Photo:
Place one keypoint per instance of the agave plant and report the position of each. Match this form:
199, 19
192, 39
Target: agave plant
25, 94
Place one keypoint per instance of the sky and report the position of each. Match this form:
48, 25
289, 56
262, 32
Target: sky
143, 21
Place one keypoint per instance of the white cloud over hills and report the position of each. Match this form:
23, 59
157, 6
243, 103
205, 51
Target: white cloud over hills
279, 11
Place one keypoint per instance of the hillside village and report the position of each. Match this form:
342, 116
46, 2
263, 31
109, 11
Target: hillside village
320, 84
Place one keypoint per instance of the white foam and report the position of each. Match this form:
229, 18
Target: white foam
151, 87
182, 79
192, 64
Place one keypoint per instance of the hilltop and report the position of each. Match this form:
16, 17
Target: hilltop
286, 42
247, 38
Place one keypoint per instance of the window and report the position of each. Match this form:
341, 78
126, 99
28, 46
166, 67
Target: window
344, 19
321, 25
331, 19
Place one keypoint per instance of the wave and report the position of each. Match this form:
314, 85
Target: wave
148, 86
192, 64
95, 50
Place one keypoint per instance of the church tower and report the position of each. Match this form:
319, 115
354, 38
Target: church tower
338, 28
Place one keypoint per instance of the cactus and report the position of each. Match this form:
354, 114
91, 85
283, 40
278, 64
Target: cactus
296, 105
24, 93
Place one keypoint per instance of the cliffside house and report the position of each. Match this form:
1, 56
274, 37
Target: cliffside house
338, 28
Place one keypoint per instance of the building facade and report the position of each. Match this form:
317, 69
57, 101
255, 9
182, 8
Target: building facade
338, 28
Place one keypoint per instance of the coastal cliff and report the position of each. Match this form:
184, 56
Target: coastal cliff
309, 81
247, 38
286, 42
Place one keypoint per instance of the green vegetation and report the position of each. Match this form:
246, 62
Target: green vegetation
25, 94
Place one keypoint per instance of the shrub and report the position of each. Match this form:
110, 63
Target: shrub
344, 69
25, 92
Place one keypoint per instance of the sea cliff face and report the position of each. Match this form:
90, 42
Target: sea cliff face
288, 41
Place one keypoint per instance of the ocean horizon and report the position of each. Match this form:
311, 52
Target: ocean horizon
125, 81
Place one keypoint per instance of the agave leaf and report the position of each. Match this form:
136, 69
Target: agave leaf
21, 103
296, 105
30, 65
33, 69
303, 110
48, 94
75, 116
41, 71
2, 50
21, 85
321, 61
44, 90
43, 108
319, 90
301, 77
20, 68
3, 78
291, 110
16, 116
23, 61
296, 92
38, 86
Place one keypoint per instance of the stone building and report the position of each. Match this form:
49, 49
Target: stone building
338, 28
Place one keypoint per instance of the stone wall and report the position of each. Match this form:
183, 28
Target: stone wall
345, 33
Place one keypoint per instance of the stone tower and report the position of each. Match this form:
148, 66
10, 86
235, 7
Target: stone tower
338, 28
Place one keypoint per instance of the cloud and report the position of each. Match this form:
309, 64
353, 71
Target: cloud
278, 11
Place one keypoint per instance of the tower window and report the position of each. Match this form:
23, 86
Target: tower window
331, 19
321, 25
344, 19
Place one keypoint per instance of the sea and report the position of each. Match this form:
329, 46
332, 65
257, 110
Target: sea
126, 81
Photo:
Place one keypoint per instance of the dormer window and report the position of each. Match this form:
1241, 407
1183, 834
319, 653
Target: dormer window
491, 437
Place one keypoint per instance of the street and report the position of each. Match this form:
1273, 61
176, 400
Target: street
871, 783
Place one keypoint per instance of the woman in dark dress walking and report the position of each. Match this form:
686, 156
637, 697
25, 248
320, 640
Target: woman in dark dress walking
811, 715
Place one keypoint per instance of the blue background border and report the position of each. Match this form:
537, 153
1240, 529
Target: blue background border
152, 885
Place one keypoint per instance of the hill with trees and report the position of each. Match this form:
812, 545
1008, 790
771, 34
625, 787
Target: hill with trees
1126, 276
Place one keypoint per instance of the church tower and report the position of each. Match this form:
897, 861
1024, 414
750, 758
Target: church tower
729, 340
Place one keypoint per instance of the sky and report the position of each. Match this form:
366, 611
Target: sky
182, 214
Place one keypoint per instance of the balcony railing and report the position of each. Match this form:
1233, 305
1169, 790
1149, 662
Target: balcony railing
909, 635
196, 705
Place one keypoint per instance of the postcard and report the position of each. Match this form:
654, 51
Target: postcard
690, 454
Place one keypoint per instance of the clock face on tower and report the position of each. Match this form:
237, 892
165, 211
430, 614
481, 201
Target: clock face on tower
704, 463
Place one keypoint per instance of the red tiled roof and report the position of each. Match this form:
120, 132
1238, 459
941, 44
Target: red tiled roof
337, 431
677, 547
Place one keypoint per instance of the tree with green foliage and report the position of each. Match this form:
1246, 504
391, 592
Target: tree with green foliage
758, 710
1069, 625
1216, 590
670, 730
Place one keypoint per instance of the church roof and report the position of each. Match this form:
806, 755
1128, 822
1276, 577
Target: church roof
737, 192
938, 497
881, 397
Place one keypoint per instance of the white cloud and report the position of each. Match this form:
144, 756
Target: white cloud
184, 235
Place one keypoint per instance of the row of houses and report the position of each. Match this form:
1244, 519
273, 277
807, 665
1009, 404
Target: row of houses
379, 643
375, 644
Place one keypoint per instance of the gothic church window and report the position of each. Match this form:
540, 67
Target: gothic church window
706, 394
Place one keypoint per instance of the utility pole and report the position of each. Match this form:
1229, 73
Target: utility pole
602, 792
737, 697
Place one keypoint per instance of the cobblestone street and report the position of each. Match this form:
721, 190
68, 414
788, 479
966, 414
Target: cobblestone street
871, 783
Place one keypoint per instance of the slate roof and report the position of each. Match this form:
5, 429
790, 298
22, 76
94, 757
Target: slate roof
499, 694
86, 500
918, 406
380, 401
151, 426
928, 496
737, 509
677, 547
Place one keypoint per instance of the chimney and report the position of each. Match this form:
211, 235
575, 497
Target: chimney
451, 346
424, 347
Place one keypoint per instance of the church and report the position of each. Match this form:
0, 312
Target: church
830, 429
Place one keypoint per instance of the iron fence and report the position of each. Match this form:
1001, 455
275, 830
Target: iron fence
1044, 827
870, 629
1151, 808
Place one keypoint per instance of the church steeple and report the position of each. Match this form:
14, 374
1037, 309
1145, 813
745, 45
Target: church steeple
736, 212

» **DESCRIPTION OF THE TASK**
Rewrite the listing from the line containing "Place one keypoint per instance of the church and" through its last line, keeping the requests and their sample coordinates as they are. Offset every number in the answer coordinates by 44.

» **THE ANSWER**
Place one keypoint per instance of the church and report the position of each. Match this form:
0, 312
Target: church
874, 473
Place one keypoint per instance of the iron fence and report the position of each. Match this form:
1001, 455
275, 830
Target: iron fence
1088, 871
914, 673
1195, 852
Place one keypoint per instance of the church steeple and report the position of each. Match this form:
14, 374
1037, 309
1145, 813
745, 45
Target: church steeple
780, 256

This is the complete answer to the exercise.